*Supplied records*.

☆ ☆ ☆

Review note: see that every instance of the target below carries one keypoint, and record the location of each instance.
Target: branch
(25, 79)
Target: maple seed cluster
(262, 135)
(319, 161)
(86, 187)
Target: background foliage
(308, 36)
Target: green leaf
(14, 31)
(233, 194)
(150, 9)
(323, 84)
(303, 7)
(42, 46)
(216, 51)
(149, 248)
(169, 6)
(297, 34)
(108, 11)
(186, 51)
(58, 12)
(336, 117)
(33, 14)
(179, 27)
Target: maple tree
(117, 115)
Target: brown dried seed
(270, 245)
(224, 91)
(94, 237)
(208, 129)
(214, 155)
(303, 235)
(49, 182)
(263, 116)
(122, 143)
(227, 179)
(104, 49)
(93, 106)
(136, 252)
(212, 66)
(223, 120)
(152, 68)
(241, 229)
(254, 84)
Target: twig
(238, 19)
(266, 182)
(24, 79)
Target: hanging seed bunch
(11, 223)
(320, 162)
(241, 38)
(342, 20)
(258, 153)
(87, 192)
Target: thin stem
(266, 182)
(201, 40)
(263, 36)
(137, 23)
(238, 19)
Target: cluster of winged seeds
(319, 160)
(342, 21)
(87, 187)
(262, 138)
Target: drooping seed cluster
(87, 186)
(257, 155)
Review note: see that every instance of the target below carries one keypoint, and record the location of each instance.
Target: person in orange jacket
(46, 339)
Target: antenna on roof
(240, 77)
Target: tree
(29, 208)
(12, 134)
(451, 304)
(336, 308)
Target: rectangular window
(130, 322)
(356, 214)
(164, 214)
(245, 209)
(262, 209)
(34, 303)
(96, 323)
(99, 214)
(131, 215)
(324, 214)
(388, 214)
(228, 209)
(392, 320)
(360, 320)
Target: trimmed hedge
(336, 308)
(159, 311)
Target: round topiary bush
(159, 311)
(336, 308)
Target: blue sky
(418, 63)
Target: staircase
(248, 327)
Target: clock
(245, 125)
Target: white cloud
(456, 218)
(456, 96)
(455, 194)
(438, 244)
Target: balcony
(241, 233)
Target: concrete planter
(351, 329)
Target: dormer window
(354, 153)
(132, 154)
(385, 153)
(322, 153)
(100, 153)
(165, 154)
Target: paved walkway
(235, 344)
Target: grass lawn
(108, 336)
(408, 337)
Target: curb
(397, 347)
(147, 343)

☆ ☆ ☆

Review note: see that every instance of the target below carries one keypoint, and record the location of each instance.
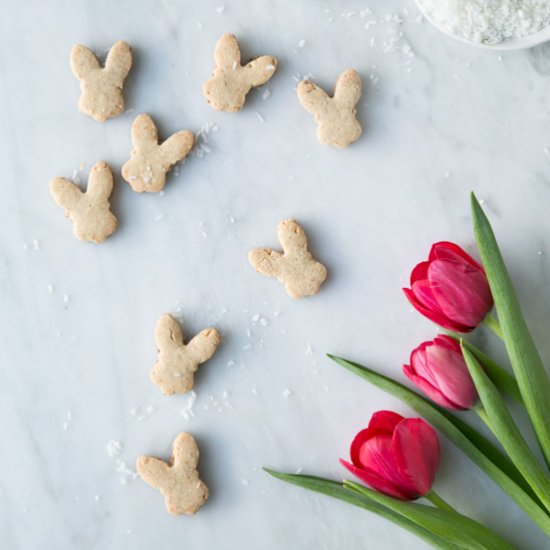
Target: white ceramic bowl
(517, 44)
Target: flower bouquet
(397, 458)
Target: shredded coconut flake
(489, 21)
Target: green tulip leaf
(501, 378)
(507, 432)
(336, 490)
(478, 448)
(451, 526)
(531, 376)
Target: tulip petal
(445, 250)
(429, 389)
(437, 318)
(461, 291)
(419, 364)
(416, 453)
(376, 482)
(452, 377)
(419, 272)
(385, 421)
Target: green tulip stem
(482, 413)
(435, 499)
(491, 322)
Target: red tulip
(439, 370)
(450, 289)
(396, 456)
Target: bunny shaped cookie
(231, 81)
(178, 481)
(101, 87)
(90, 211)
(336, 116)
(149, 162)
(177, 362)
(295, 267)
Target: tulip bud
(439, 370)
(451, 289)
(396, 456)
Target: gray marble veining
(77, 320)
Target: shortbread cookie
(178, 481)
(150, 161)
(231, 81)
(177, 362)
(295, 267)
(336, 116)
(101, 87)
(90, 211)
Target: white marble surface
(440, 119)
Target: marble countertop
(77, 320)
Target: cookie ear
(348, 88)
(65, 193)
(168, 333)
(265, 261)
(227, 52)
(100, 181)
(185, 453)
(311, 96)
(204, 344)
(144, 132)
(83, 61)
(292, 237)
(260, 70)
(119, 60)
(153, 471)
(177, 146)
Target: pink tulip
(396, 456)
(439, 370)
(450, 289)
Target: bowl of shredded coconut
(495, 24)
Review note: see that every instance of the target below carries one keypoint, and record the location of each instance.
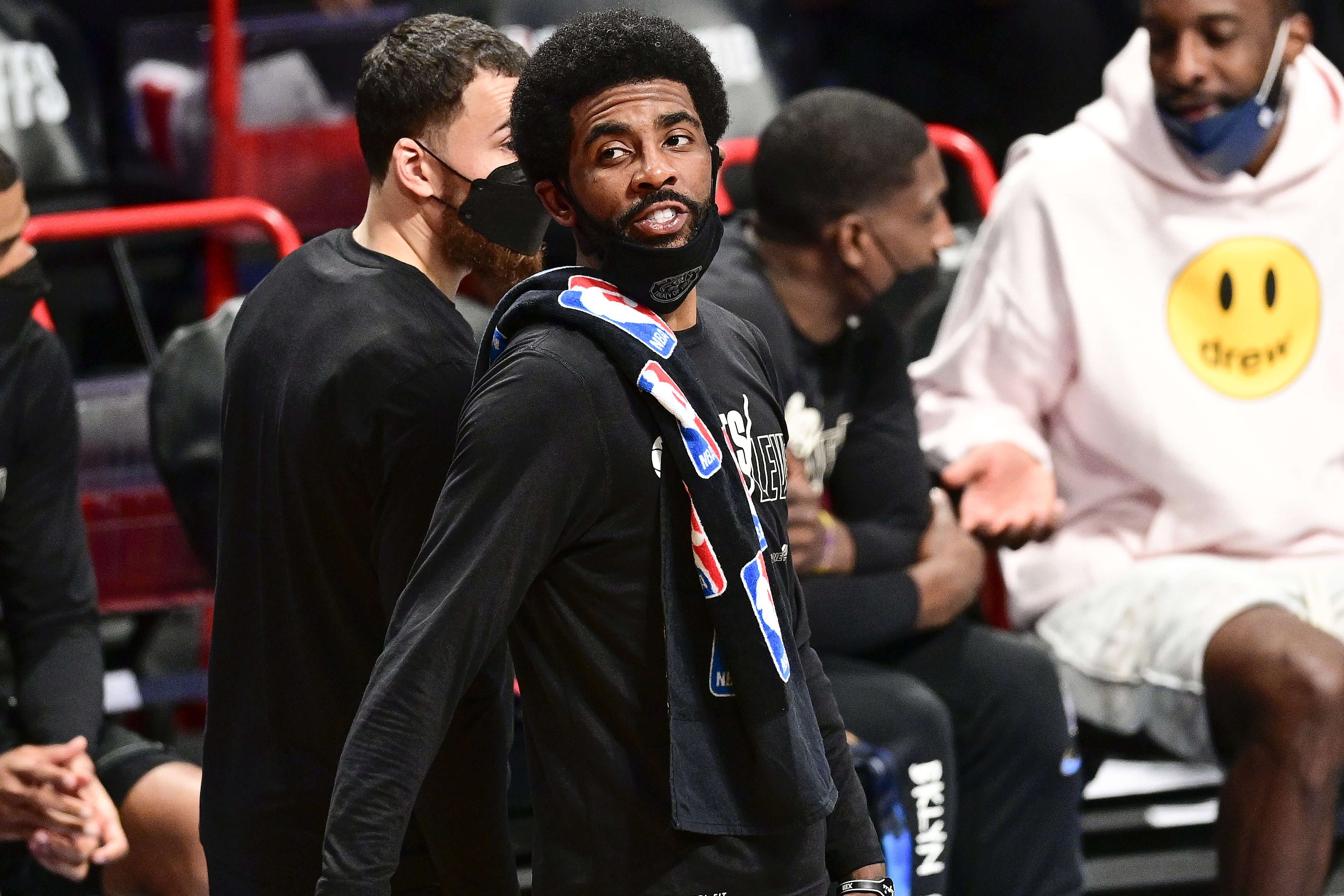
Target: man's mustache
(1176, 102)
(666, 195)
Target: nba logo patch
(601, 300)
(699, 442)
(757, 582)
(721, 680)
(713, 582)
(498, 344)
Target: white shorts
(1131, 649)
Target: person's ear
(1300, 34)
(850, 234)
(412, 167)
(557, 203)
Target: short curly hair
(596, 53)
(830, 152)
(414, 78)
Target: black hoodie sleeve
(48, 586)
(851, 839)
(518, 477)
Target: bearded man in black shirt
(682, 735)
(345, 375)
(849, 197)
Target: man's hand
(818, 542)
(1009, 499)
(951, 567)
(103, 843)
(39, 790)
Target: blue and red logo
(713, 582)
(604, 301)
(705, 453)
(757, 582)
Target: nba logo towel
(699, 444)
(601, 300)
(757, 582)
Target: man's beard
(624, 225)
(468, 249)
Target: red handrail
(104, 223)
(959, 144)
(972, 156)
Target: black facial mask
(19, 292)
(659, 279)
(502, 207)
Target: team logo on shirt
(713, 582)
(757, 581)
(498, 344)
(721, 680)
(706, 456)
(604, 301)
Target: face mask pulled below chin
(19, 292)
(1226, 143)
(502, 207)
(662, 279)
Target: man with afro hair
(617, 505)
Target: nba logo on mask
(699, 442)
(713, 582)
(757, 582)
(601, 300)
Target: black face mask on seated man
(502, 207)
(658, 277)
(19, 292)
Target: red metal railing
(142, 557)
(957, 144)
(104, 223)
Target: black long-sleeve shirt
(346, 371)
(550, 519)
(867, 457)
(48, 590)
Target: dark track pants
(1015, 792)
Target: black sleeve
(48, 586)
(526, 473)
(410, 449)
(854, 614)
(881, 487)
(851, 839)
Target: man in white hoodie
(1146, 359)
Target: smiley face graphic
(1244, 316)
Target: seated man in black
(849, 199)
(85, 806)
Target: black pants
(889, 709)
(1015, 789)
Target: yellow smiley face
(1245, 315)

☆ ☆ ☆

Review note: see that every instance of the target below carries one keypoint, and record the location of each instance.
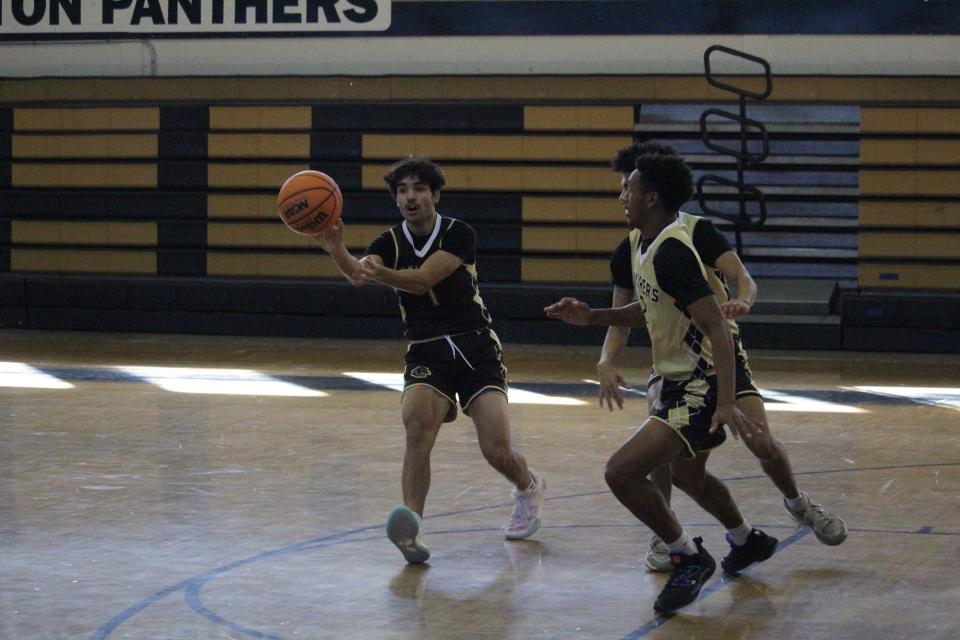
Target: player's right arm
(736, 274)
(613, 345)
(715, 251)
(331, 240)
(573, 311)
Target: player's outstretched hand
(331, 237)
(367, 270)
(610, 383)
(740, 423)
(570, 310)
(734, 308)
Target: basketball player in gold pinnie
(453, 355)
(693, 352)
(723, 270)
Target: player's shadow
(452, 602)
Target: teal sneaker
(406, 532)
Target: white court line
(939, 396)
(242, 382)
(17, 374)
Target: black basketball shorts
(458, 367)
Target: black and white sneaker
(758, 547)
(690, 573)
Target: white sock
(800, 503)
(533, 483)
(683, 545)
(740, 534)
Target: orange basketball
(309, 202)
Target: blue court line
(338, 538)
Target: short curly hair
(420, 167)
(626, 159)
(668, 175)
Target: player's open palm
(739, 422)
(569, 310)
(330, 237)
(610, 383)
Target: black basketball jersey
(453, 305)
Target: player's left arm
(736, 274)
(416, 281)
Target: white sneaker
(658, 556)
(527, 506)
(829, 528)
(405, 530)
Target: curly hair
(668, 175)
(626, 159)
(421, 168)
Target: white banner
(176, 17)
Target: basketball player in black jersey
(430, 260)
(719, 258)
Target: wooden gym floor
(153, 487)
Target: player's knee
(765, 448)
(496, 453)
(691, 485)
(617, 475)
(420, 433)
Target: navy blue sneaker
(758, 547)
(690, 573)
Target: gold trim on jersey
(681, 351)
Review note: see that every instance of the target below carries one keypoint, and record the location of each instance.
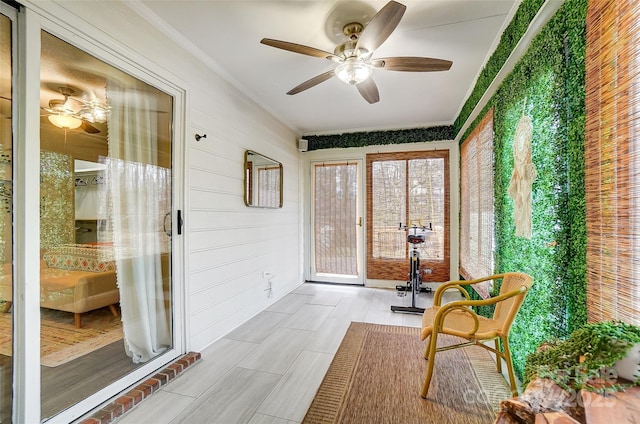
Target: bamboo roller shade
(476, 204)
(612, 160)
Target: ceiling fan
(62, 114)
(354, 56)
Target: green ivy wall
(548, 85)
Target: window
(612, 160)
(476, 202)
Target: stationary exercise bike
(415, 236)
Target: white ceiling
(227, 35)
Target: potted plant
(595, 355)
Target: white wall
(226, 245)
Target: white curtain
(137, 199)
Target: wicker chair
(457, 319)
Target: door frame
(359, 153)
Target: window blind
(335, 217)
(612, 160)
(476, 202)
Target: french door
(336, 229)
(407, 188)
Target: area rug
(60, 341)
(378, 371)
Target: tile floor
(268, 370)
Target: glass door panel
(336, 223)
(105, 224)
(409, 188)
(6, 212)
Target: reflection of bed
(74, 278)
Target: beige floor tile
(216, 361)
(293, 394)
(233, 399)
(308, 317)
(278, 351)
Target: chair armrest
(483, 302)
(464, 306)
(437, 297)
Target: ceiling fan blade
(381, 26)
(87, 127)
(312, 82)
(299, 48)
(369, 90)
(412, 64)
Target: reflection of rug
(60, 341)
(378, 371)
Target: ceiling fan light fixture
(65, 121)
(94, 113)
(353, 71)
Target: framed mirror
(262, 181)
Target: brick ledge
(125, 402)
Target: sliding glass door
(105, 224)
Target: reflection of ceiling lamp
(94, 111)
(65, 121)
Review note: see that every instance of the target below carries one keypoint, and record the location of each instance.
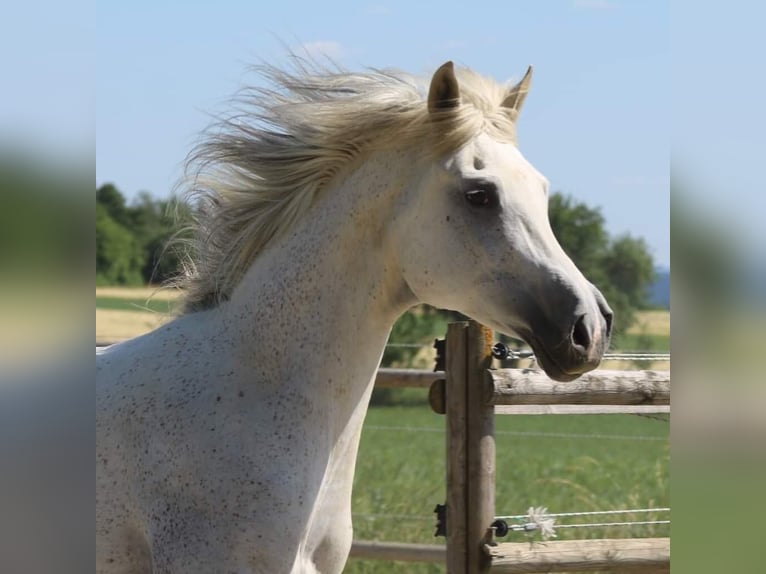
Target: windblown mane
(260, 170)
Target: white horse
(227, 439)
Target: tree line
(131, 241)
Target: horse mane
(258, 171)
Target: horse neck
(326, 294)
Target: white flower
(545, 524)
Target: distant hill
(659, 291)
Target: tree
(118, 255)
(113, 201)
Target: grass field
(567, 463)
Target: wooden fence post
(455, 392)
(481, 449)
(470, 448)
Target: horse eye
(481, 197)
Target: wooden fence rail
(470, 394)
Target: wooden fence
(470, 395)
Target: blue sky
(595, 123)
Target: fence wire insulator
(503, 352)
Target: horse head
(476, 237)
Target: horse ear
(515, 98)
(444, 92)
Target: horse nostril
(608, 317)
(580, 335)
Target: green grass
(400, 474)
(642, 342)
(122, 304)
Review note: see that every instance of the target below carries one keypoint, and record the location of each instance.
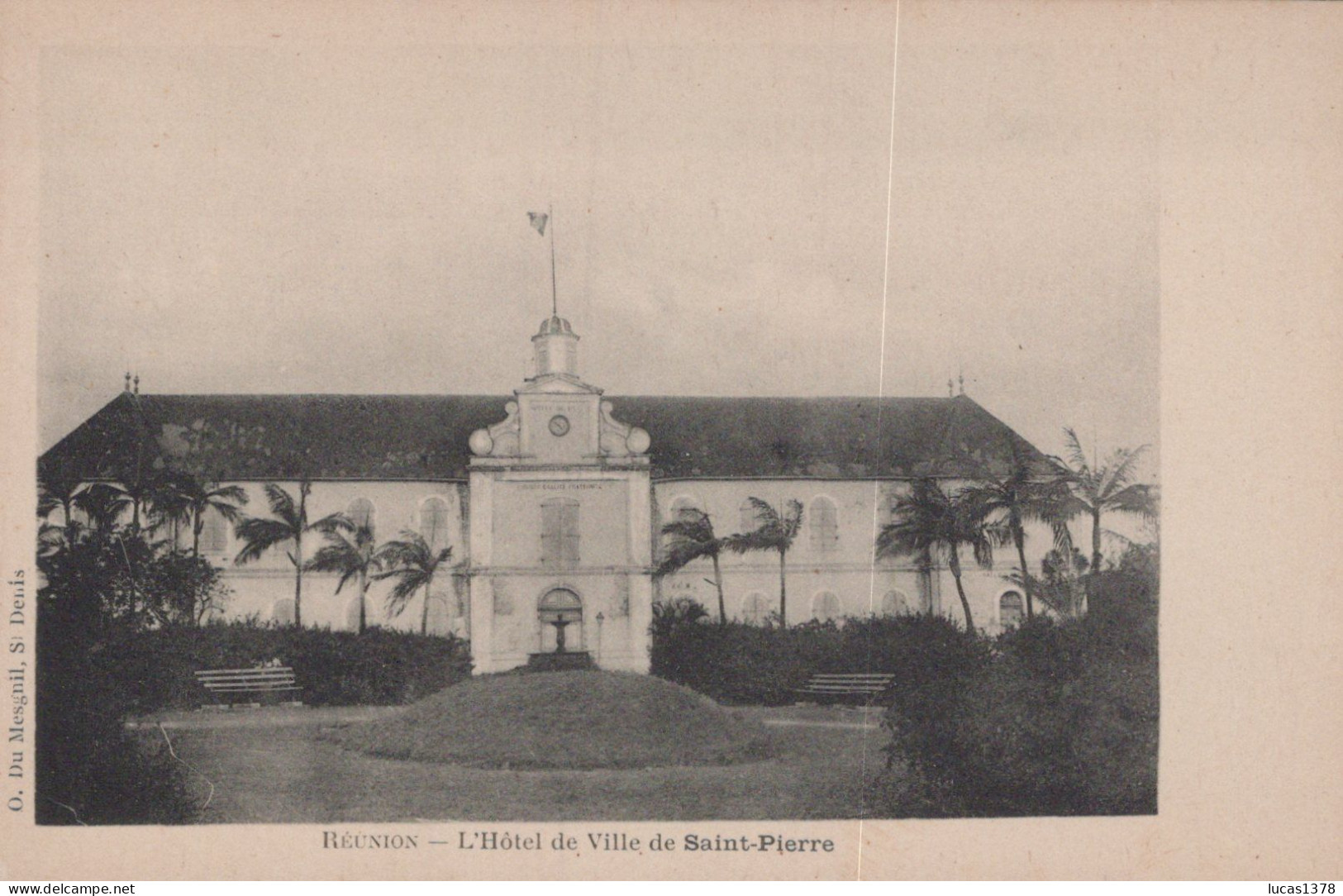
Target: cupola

☆ ☆ ☆

*Required work*.
Pull out every line of the records that contains the word "player" and copy each one.

*Answer to this problem*.
Target: player's right arm
Target: player's outstretched hand
Target: basketball player in gold pinnie
Target: player's shadow
Target: player's open palm
Target: player's left arm
Target: basketball player in black jersey
Target: player's knee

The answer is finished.